Reproduce word for word the line that contains "Exercise. Point to the reflection of bank" and every line after it to the end of the records, with nothing else added.

***** The input *****

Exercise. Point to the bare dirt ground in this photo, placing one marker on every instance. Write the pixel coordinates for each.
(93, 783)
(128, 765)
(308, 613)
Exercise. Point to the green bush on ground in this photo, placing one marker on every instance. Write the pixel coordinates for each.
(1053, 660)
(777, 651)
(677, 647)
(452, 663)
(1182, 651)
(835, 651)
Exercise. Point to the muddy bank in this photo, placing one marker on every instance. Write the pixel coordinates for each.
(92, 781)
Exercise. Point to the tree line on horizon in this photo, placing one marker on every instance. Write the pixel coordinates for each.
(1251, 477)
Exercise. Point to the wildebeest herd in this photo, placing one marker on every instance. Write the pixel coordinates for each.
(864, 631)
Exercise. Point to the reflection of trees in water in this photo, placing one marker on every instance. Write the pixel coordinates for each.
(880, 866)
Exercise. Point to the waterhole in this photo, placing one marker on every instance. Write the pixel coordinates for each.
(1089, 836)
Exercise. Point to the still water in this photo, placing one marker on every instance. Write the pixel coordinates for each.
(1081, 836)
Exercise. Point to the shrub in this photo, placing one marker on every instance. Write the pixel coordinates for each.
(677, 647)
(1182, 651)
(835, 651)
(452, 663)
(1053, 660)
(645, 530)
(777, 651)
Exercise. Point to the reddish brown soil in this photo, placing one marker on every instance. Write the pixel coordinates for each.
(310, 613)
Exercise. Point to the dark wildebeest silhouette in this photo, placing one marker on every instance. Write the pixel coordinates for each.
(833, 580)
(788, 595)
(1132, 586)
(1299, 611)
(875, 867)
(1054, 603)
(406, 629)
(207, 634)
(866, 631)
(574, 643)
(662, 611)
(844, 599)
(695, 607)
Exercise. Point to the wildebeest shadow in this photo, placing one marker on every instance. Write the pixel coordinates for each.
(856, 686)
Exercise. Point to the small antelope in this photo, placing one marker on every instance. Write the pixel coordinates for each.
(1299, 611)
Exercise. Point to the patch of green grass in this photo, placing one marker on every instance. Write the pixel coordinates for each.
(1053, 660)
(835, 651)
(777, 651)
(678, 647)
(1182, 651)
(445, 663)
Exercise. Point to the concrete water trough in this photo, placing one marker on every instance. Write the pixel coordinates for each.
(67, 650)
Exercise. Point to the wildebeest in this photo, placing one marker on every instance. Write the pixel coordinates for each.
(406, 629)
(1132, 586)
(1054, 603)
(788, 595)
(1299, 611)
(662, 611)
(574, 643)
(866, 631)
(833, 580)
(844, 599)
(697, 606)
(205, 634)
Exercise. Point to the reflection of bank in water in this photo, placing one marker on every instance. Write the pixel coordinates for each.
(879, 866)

*****

Answer box:
Exercise. Point to the reflection of bank in water in this photo, placing one marker on every instance. Write the pixel coordinates for each.
(879, 866)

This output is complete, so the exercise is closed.